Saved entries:
• • • • • • •

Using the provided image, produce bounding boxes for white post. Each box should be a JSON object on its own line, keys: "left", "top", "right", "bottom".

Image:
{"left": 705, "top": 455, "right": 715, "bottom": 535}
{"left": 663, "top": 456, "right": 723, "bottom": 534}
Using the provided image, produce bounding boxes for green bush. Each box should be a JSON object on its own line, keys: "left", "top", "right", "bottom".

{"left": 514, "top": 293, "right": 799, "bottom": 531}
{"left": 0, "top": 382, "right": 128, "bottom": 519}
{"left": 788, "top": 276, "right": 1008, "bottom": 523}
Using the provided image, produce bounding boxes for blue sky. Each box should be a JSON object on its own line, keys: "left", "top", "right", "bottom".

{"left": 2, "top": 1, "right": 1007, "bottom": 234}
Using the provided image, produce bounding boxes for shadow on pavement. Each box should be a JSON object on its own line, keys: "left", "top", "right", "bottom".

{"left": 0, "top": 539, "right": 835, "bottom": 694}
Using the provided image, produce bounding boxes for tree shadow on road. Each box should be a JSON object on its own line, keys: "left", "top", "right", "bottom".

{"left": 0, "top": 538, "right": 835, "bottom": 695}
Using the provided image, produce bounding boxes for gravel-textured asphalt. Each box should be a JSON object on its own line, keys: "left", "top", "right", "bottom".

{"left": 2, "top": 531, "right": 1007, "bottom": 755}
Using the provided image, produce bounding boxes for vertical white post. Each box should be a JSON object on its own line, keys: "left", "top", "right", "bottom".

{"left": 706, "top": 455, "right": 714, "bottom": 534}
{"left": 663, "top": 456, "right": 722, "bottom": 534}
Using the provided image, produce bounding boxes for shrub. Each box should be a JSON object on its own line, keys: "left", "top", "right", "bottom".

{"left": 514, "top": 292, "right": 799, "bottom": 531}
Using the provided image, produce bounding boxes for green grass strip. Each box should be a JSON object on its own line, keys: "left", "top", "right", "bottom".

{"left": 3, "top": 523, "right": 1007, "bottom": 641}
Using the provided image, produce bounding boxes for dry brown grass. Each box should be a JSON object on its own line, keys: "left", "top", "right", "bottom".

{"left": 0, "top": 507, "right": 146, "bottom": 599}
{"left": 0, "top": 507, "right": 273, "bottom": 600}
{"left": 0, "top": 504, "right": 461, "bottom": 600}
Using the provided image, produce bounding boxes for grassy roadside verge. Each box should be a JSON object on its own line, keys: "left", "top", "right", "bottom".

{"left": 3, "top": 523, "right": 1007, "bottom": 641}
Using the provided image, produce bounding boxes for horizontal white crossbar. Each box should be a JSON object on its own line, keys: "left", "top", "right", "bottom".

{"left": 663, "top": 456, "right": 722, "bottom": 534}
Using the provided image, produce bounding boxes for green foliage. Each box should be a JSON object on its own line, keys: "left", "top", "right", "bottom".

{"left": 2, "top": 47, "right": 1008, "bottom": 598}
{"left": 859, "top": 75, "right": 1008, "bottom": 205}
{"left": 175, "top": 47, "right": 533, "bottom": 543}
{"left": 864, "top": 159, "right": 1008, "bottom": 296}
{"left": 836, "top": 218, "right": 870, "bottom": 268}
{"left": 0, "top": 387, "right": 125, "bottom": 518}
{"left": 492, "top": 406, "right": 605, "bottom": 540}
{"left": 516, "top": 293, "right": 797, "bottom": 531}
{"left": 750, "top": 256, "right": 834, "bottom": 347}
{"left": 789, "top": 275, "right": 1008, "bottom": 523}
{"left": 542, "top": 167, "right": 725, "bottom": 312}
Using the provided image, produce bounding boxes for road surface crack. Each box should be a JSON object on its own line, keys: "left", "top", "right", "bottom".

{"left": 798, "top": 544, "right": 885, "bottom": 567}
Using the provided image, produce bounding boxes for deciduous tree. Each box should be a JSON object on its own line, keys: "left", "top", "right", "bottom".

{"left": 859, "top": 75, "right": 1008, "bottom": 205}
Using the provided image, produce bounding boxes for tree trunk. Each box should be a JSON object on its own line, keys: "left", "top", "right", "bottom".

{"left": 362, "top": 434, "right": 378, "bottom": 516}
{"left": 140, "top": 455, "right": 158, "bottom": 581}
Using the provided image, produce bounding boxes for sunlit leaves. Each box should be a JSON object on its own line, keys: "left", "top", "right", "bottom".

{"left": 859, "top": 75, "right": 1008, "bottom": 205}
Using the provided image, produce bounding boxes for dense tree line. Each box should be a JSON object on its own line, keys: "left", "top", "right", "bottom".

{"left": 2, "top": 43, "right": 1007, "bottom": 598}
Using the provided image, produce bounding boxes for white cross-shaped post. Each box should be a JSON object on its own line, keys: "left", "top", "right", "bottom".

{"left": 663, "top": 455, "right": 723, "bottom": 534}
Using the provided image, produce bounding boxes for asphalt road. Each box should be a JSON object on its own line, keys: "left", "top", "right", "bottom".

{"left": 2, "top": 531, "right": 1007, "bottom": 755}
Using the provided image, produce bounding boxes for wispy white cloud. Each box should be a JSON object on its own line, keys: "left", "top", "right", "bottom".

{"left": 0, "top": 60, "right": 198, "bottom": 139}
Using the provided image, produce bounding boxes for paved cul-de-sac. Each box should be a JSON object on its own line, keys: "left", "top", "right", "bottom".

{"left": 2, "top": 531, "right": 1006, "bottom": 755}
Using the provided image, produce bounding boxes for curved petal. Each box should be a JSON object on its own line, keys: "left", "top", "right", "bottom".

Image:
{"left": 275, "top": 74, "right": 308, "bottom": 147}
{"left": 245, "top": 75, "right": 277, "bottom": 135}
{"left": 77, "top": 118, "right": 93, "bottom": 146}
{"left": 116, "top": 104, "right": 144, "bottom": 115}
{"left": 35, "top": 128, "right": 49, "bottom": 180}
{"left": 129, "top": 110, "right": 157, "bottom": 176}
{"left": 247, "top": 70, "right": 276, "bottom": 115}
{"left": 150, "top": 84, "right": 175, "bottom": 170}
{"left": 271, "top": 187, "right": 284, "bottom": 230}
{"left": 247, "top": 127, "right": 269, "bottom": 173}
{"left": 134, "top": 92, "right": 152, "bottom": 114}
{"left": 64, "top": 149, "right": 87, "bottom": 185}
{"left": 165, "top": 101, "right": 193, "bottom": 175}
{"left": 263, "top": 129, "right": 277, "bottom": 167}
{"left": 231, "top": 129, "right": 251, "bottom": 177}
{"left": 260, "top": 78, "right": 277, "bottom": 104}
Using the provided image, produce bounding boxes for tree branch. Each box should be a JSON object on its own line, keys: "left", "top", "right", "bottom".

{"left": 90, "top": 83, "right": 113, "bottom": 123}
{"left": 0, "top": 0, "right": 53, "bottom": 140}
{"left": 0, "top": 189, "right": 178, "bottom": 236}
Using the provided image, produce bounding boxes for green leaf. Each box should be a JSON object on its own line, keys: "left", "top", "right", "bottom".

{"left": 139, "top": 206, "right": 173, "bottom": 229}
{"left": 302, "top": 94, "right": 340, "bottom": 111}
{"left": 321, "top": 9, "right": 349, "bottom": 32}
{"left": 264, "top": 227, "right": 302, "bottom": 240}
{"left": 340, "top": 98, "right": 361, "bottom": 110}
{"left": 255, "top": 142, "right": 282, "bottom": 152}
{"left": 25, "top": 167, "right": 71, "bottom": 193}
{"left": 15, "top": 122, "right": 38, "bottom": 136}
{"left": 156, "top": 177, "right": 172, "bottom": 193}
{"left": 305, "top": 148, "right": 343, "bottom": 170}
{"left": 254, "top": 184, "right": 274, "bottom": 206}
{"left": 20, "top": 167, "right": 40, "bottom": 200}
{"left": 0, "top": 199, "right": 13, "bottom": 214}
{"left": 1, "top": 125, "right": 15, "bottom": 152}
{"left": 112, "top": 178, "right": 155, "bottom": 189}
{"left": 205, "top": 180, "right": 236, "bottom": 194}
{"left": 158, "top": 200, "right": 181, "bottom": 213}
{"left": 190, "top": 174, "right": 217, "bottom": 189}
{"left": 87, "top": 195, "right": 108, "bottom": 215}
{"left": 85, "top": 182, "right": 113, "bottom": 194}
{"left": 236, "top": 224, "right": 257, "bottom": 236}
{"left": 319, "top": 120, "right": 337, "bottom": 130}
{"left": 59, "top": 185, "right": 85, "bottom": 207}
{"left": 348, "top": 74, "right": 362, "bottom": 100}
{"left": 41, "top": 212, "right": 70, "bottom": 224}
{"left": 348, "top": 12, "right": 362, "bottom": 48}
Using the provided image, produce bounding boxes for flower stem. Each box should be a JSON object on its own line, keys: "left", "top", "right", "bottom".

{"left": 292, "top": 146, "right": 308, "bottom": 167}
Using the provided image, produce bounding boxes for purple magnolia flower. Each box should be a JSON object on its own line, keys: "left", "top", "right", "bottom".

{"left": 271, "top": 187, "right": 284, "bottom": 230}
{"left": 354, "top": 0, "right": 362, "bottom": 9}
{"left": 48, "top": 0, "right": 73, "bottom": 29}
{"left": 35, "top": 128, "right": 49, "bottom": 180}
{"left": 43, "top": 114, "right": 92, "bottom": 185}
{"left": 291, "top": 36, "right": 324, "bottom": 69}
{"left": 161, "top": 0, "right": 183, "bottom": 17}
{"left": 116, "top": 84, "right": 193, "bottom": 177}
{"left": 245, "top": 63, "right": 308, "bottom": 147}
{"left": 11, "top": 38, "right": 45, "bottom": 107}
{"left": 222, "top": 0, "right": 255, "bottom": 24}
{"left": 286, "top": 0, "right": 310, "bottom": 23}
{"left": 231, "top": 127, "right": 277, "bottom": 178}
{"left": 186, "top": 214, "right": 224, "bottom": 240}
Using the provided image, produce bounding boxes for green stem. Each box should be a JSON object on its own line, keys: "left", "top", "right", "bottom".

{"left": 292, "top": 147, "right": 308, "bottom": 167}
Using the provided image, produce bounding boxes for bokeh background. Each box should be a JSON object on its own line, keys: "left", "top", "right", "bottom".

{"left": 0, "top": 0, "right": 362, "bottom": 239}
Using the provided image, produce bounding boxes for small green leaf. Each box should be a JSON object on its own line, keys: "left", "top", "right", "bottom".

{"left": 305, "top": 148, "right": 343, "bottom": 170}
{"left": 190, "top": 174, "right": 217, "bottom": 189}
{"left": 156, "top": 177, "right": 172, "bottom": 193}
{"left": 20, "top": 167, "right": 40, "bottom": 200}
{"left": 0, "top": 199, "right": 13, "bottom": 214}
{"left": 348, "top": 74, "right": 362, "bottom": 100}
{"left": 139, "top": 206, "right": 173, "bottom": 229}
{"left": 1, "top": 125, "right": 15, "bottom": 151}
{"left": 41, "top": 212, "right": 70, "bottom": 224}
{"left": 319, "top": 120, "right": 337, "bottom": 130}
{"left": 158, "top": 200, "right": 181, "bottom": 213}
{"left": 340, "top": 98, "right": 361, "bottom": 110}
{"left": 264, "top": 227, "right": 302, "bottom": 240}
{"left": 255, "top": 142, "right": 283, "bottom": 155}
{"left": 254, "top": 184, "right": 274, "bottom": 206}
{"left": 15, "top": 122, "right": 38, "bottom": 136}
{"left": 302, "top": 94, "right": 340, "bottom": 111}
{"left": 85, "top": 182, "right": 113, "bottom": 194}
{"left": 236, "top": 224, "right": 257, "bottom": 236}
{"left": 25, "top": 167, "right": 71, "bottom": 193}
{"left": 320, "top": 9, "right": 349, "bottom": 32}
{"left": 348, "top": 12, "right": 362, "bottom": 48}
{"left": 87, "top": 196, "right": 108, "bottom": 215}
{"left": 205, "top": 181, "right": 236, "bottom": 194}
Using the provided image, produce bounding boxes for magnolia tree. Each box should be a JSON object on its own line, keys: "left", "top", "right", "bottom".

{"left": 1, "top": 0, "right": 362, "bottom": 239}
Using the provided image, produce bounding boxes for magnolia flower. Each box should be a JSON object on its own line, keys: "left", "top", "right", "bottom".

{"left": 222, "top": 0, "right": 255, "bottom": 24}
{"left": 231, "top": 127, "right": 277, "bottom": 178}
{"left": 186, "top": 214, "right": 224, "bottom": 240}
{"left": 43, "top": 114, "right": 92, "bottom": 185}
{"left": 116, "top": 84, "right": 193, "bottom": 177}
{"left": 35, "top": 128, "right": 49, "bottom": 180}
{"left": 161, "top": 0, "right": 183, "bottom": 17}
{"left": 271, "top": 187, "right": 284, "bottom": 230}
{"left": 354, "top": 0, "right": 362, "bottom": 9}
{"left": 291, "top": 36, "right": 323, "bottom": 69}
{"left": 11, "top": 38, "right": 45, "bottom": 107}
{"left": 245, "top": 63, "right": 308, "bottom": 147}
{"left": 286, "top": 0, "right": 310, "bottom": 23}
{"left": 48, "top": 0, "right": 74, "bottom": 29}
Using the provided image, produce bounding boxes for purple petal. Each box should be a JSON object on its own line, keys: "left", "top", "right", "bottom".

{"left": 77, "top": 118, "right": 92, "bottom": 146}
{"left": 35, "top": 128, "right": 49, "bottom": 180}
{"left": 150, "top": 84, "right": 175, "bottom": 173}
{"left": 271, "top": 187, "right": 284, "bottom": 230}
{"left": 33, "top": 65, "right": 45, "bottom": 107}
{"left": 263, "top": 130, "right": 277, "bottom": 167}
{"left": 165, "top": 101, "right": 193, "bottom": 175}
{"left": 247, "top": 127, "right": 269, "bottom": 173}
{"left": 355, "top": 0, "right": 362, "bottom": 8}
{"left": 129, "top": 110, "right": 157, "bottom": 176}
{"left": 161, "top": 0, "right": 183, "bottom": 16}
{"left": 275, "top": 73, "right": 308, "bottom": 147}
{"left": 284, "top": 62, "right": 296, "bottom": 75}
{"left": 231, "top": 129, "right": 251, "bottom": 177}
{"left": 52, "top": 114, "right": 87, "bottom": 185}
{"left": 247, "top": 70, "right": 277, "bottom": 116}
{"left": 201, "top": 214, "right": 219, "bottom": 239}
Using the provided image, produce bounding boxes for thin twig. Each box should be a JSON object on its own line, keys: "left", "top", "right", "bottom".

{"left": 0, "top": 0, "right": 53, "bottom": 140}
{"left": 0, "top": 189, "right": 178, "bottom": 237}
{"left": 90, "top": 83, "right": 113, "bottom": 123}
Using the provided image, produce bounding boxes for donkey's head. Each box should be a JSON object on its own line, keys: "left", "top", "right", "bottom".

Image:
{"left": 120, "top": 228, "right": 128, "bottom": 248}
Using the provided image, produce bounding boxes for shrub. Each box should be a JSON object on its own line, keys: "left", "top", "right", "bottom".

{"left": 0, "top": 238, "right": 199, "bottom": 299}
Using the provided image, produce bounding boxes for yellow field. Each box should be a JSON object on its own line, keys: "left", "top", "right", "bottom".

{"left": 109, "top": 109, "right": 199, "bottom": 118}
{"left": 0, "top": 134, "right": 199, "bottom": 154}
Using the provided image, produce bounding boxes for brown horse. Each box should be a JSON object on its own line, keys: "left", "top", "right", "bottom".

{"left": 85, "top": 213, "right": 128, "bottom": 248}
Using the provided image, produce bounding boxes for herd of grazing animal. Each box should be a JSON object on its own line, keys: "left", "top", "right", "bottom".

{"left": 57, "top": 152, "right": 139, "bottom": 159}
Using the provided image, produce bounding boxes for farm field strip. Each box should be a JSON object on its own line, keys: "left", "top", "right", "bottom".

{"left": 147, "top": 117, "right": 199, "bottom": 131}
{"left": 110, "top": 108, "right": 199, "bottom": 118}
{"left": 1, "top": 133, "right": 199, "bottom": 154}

• • • • • • •

- _Problem requirements_
Repeat only the stretch of lines that opens with the line containing "Using the provided image, produce bounding boxes for farm" and closes with the final line of the entries, both included, exactly as written.

- _Expected answer_
Using the provided image, produce bounding boxes for farm field strip. Each box should be a JSON object on its own line, keys: "left", "top", "right", "bottom".

{"left": 147, "top": 117, "right": 199, "bottom": 131}
{"left": 110, "top": 108, "right": 199, "bottom": 118}
{"left": 1, "top": 133, "right": 199, "bottom": 154}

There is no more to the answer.